■ The data ■
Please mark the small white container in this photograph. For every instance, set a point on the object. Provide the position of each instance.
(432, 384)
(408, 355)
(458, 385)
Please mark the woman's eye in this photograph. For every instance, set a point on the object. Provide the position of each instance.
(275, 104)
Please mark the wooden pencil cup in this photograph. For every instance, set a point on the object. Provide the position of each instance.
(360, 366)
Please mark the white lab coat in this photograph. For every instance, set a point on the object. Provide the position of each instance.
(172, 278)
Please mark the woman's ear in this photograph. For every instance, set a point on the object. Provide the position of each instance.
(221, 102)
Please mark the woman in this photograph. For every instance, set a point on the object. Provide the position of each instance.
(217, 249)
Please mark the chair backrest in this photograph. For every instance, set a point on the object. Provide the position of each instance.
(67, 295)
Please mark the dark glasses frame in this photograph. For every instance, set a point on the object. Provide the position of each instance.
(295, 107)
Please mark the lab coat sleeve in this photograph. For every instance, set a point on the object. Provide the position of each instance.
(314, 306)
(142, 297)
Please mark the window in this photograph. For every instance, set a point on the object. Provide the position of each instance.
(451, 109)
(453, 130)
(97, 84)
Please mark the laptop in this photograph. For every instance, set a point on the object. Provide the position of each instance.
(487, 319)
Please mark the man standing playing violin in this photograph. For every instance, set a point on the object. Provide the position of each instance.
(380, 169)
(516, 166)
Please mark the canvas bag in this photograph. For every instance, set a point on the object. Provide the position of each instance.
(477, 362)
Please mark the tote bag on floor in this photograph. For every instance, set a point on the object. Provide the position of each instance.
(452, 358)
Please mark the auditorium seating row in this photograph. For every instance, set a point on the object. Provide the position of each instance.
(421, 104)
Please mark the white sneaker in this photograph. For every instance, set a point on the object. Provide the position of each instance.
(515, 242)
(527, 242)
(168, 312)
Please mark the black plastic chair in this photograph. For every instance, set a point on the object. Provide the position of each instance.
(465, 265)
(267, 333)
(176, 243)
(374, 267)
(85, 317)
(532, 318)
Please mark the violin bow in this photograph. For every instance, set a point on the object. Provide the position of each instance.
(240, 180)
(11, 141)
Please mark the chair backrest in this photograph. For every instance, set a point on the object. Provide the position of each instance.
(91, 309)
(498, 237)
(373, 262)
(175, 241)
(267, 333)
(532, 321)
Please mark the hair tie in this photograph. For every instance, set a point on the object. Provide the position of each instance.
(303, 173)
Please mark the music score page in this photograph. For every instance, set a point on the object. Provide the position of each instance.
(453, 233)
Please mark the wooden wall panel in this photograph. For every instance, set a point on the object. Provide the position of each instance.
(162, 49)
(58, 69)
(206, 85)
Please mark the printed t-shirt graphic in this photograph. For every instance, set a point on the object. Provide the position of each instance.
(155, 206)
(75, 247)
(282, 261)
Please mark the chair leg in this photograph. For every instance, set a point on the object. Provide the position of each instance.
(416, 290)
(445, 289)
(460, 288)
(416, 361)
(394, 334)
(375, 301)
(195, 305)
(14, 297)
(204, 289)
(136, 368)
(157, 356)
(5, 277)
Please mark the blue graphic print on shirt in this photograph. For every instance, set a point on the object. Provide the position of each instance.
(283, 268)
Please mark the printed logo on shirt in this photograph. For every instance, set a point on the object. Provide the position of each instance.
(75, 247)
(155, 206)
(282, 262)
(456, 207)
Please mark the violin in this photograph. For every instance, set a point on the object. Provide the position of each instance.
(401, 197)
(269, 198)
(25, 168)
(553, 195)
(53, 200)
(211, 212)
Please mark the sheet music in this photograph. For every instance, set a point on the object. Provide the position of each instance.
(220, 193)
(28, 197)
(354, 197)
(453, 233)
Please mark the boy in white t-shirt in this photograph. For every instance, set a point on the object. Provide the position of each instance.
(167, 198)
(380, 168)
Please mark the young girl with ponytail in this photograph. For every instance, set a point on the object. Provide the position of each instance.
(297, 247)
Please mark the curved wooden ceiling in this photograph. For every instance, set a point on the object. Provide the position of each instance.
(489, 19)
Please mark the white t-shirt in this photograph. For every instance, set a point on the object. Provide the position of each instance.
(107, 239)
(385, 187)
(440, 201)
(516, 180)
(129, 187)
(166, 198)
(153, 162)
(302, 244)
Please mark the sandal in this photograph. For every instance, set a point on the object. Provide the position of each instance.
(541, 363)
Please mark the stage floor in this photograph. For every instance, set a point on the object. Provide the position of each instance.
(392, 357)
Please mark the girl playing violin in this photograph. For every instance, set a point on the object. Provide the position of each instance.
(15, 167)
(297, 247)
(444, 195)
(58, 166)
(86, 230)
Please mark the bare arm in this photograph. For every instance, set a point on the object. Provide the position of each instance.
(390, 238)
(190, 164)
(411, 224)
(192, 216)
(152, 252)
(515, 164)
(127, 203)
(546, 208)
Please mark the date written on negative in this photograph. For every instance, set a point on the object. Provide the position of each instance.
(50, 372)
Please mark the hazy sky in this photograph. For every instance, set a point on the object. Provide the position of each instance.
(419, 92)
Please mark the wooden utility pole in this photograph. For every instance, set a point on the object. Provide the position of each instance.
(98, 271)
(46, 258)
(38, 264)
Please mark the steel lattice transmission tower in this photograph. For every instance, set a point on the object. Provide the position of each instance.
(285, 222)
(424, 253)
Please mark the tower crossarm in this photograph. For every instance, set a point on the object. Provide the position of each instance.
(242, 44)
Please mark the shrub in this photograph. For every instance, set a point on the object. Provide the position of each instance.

■ Exercise requirements ■
Each record above must be transcribed exactly, and none may be skipped.

■ Task solution ■
Please mark the small white container in this photograph. For every instance, set a point on the object. Provide the position of each instance.
(432, 384)
(408, 355)
(458, 385)
Please mark the woman's eye in this photograph. For every instance, set a point on the object. Provide the position of each instance.
(275, 104)
Please mark the wooden pencil cup in this photograph. For every instance, set a point on the object. Provide the position of each instance.
(360, 366)
Please mark the white lab coat in this photograph. For every instance, set a point on the object. Provide the position of each instance.
(172, 278)
Please mark the woman's ear in this photograph. For every instance, set a point on the object. Provide the position of each instance.
(221, 102)
Please mark the woman in this photograph. For every instance, set a point on the object. Provide the position of each instance.
(217, 249)
Please mark the chair backrest in this photograph. For every instance, set a point on the object. Provide the position of each instance.
(67, 295)
Please mark the dark glasses frame in this photograph. For every instance, set a point on the object. Provide the position of each instance.
(295, 107)
Please mark the lab coat sleeve in this photograph. For every instance, set a point on the object. Provide the position of each instance.
(314, 306)
(142, 297)
Please mark the window in this photograph. For every instance, set a point on the object. Provide the position of each instance.
(451, 109)
(453, 130)
(97, 84)
Please mark the laptop in this photograph. For every instance, set a point on the object. Provide the position of each instance.
(487, 319)
Please mark the man standing playing violin in this photograph. For every instance, set a point on the object. Provide the position of each instance.
(380, 169)
(516, 166)
Please mark the canvas bag in this photograph. For every instance, set a point on the object. Provide the position of each instance.
(477, 362)
Please mark the tote bag on floor in this photograph. For every instance, set a point on the object. Provide the position of each instance.
(452, 358)
Please mark the auditorium seating row in this photograph. For every instance, set a point on the object. Provide the position of each instance.
(421, 104)
Please mark the white sneaker in this photograph. For every instance, set a point on the object. Provide the position of each instance.
(515, 242)
(527, 242)
(168, 312)
Please mark the black plastic chair in this photograph. For every instance, set a point on the object. Provide the position of each instance.
(465, 265)
(267, 333)
(176, 243)
(374, 267)
(85, 317)
(532, 318)
Please mark the violin bow in this photograph. For every instance, set a point on the object. Provide the position of each instance.
(240, 180)
(11, 141)
Please mark the chair backrest in this photograph. For every instance, set a point on the object. Provide the position of each instance.
(91, 309)
(498, 237)
(373, 262)
(175, 241)
(267, 333)
(532, 321)
Please mark the hair tie in this photograph. For every instance, set a point on the object. Provide the position of each instance.
(303, 173)
Please mark the music score page in this photograph. For every instance, set a point on the object. Provide the position of each instance.
(453, 233)
Please mark the wooden wall panel in this photograph. For every instance, set a point on the object. Provide the position of each instance.
(162, 49)
(58, 69)
(206, 85)
Please mark the printed t-shirt graphic in this photograph. For every instance, set a point on the object. Provide the position of each instance.
(155, 206)
(75, 247)
(282, 261)
Please mark the chair leg in this photograph. For every instance, set a point on the object. Provide the position of each instance.
(416, 290)
(445, 289)
(460, 288)
(416, 361)
(394, 334)
(375, 301)
(195, 305)
(14, 297)
(204, 289)
(136, 368)
(157, 356)
(5, 277)
Please mark the blue graphic print on shirt in this photograph. For every instance, set a point on the object. Provide the position of each instance.
(283, 268)
Please mark the printed logo on shirt in this photograph. For every instance, set a point on the object. Provide the position of each instance.
(75, 247)
(155, 206)
(282, 262)
(456, 207)
Please mark the violin in this photograph. For every instance, set a point on the object. Provide the position of each instance.
(401, 197)
(269, 198)
(25, 168)
(553, 195)
(53, 200)
(211, 212)
Please mark the sheet music in this photograph. For every instance, set a point on the object. Provide the position of each instance.
(220, 193)
(28, 197)
(354, 197)
(453, 233)
Please mark the boy in white t-shirt in this photograph. For every instance, set a point on the object. Provide the position of each instance.
(167, 198)
(380, 168)
Please mark the young girl with ponytail in this photograph. For every instance, set a point on the object. Provide the position of each instance.
(297, 247)
Please mark the curved wooden ceiling in this photograph. For every instance, set a point on the object. Provide the position of each instance.
(489, 19)
Please mark the white t-shirt in this photograph. For every instance, set a point on the object. Provide the position of each instance.
(107, 239)
(385, 187)
(440, 201)
(516, 180)
(129, 187)
(166, 198)
(153, 162)
(302, 244)
Please mark the sandal in this photograph. For every instance, set a point on the object. Provide the position of each instance.
(541, 363)
Please mark the stage floor in this photograph. For every instance, set a point on the object. Provide the position of each instance.
(392, 357)
Please mark the girl playing violin in this photograph. For every instance, set a point on the object. Provide the position of each instance.
(15, 167)
(297, 247)
(444, 195)
(58, 166)
(86, 230)
Please mark the bare arm in this photograph. For every instance, set a point on the object. Provide the position of each instance.
(390, 238)
(190, 164)
(411, 224)
(192, 216)
(152, 252)
(515, 164)
(127, 203)
(546, 208)
Please mark the date written on negative in this photograph. For every instance, set a point on the object. Provide the position of each instance.
(50, 372)
Please mark the hazy sky in this photograph. For every instance, set a point on the object. Provide the position of each instance.
(419, 92)
Please mark the wooden utility pole in this photograph. For every instance, set a point on the object. Provide the position of each instance.
(98, 271)
(46, 258)
(38, 264)
Please mark the steel lattice transmission tower in this photograph. For every instance, set a point on the object. Provide the position of each instance.
(285, 222)
(424, 253)
Please mark the tower crossarm in this photograph. For every instance, set a point on the object. Provide the position of each instance.
(242, 44)
Please mark the shrub in this photograph. For every instance, set a point on the object. Provide the position of each instance.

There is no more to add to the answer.